The entries below must be transcribed exactly. Leave nothing out.

START Material for this exercise

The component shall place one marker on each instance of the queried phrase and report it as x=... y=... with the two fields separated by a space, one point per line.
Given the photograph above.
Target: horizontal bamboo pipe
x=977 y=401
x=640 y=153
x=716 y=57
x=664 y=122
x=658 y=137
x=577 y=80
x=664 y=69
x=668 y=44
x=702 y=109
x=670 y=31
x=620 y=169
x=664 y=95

END Material for this exercise

--- Response ---
The component shall place one marker on each instance of the queried phrase and report it as x=... y=... with the two fields separated by a space, one point per line.
Given the photograph above.
Target: horizontal bamboo pipe
x=977 y=401
x=640 y=153
x=716 y=57
x=664 y=122
x=658 y=137
x=577 y=80
x=664 y=69
x=668 y=44
x=702 y=109
x=670 y=31
x=620 y=169
x=664 y=95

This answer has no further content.